The message of far-right presidential candidate Marine Le Pen has seduced thousands, kept her consistently in third place in polls and clearly scared President Nicolas Sarkozy as he seeks a second term.

The conservative Sarkozy is trying to woo those who would vote for Le Pen in Sunday's first round of balloting to bridge the gap with frontrunner Francois Hollande, a Socialist whom all polls show will win the election in the May 6 final round.

In an interview Wednesday on BFM-TV, Sarkozy named her directly, asking, "The vote for Marine Le Pen serves whom? Francois Hollande."

Le Pen says Sarkozy is a has-been. "Nicolas Sarkozy has lost. He won't be re-elected," she said in an interview Wednesday with The Associated Press.

Le Pen has almost seamlessly taken the helm of the extreme-right National Front party founded by her father, Jean-Marie Le Pen in 1972, its standard-bearer, and given it another, softer face.

As part of the process dubbed "un-demonizing," the 43-year-old mother of three promotes women and workers and even comes down on the side of animal rights. Above all, she vociferously condemns anti-Semitism, which got her father court convictions.

But like her father, she is combative, and she calls rival candidates her "adversaries."

Yet, the basics have not changed. Marine Le Pen, putting the accent on patriotism, deplores what she says is France's loss of sovereignty to the European Union and to globalization, the nation's perceived loss of identity and what she claims are real dangers hidden within France's Muslim community, which at 5 million is the largest in western Europe.

Le Pen wants France, and other euro zone nations, to give up the euro currency. She wants to drastically reduce the number of immigrants — to 10,000 a year — and, a top theme, to crack down for good on what she claims is the growing footprint of Islamic fundamentalists in France.

"They are advancing in the neighborhoods. They are putting pressure on the population. They are recruiting young boys" to train for jihad, she said.

Le Pen insisted that fighting so-called Islamization won't breed a mass killer such as Anders Behring Breivik, the anti-Muslim extremist who is now on trial in Norway after confessing to killing 77 people.

The fight must not stop "out of fear of a crazy man," she said.

Le Pen cites as proof of the Islamist threat in France the case of Mohamed Merah, a young Frenchman of Algerian origin who last month killed three French paratroopers, a rabbi and three Jewish schoolchildren before he was shot dead by police trying to capture him.

She predicts the euro zone, struggling with a financial crisis, will ultimately break up, so she wants a "concerted, well reflected exit" with other European countries.

She also refuses to be categorized as extreme right, saying that her party is populist.

RECORDED DATA:

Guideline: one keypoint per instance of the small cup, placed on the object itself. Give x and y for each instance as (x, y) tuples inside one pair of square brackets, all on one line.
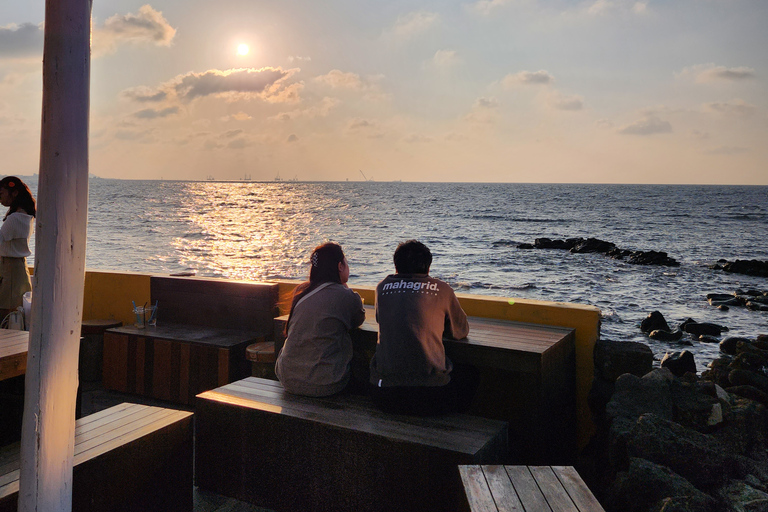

WORK TO DO:
A) Name every person mentioned in the article on Marine Le Pen.
B) Write the next few paragraphs of the article on Marine Le Pen, picking up after its final sentence.
The listing plays no part in this work.

EXERCISE RESPONSES:
A) Marine Le Pen, Nicolas Sarkozy, Francois Hollande, Jean-Marie Le Pen, Anders Behring Breivik, Mohamed Merah

B)
The image Marine Le Pen projects is less linked to the extreme-right than that of her father, said Nonna Meyer, an expert on the extreme-right vote at the prestigious university Sciences Po.

"She's younger, she's a woman, she condemns anti-Semitism. She often says things differently than her father," Meyer said. "She says she is tolerant, it is Islam that is intolerant ... She upends the discourse.

"But the foundation of the program is the same," she said. "If you look at the values her party defends, it is a system at once authoritarian and rejecting of others, rejecting the difference."

At a rally Tuesday night in Paris, Marine Le Pen enthralled a crowd of some 6,000. She focused on "the invisible, the forgotten ... those who are always last" and can be protected only by the "nation-state."

"I don't defend the workers of the world. I defend French workers," she said to stomps and cheers.

"No, we are not xenophobes. We are passionately francophile," she said.

In the interview with AP, Le Pen said the "real line of fracture" between the National Front and the system is not left-right but with forces who support globalization and Europeanization.

Meyer said that it is impossible at this point to predict how Le Pen will fare in Sunday's balloting because there are too many unknowns, including the level of voter turnout.

"I think there really is no chance that Marine Le Pen will be in the second round," she added.

This is Marine Le Pen's first time as a presidential candidate, but no one forgets her father's 2002 bid when he faced off then-President Jacques Chirac in the final round, ultimately defeated by a rare union of left and right.

Le Pen predicts a potential first-round surprise because, she says, polls cannot measure to what extent her ideas have taken hold and may show up in the ballot box. She says she'll consider it a victory if she matches her father's first round score of nearly 16.8 percent of the vote in 2002.

The presidential election is far from her last power bid. Like other party leaders, she is eyeing June legislative elections and thinking about joining with other forces — patriots on the left or right — in an alliance whose name would play on her own, the Blue Marine Rally.

Le Pen says she is a reluctant candidate, but one with "very strong convictions."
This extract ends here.